REQUISITOS DA TAREFA
Reúna, por favor, todas as linhas do material abaixo em que aparece a palavra "head" e copie-as integralmente. A diferença entre maiúsculas e minúsculas conta.
*-*-*
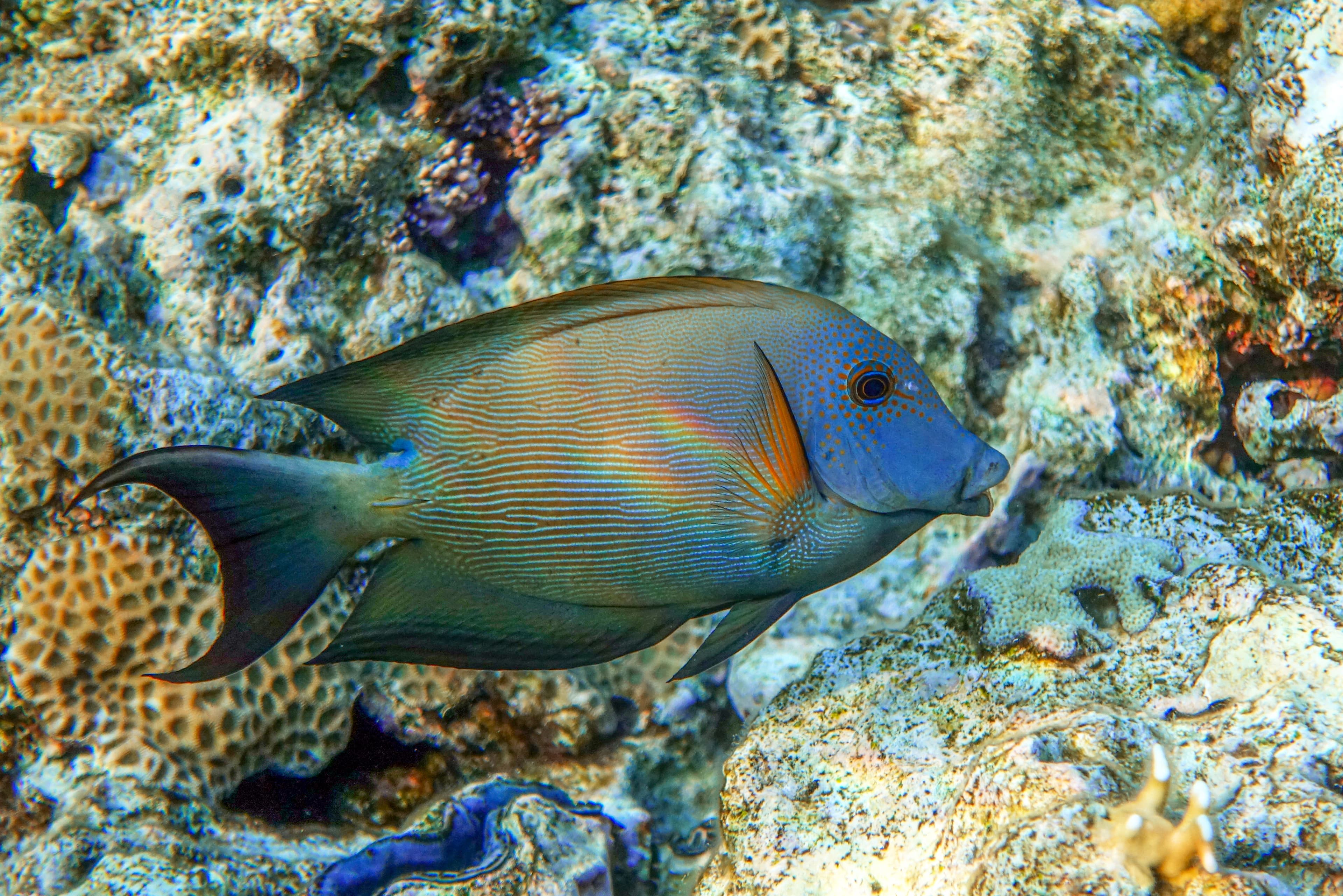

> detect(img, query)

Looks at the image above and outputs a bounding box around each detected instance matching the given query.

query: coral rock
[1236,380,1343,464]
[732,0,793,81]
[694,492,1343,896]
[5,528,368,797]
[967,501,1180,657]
*-*-*
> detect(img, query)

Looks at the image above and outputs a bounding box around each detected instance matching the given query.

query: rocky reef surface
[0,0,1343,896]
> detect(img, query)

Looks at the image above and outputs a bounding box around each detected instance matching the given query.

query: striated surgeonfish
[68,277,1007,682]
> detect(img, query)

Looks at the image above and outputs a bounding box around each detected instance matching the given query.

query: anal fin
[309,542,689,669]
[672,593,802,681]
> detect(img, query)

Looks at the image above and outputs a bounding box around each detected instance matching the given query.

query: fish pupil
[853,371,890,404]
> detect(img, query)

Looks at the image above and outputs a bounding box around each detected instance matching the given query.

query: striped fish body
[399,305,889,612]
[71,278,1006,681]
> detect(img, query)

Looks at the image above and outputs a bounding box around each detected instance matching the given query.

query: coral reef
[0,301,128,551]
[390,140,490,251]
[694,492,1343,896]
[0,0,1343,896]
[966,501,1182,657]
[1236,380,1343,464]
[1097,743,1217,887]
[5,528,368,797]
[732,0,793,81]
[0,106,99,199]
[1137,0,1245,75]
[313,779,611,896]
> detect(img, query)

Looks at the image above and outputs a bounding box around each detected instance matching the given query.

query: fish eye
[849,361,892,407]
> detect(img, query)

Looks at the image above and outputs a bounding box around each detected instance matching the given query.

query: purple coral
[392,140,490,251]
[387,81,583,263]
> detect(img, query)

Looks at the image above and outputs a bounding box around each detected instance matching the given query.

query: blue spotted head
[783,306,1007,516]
*-*-*
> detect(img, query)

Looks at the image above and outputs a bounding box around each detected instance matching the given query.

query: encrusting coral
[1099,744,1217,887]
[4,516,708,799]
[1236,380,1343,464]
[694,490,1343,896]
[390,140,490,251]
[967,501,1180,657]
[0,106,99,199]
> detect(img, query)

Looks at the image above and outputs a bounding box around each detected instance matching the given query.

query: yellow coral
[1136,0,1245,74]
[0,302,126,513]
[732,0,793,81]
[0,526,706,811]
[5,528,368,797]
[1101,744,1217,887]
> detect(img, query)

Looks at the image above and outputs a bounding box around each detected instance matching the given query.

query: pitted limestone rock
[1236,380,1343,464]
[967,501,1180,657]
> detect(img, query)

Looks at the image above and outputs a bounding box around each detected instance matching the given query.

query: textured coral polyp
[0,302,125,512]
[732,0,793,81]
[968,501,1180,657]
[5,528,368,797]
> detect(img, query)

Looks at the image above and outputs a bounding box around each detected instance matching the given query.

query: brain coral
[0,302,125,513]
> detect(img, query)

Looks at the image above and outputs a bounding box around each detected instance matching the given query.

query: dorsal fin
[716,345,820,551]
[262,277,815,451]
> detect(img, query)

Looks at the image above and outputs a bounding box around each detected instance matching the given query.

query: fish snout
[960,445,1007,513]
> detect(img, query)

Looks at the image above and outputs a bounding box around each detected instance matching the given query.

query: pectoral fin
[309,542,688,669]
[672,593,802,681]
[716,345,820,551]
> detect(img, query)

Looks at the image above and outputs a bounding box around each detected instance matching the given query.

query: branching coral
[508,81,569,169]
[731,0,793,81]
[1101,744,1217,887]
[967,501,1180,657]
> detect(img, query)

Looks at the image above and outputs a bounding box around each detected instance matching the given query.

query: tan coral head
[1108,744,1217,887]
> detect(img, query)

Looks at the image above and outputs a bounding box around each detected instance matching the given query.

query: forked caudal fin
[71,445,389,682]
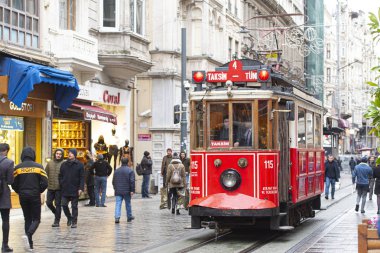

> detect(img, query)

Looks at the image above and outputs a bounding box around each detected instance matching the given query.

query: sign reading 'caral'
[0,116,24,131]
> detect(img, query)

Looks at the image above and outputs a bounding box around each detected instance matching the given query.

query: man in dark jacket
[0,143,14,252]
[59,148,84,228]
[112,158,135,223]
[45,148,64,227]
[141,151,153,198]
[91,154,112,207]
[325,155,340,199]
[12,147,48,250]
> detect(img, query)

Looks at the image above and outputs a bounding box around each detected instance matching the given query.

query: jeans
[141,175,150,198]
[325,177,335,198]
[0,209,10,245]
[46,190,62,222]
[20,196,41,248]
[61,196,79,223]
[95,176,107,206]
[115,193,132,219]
*-*-*
RESULTADO DA TAREFA
query: blue spotted head
query: tan coral head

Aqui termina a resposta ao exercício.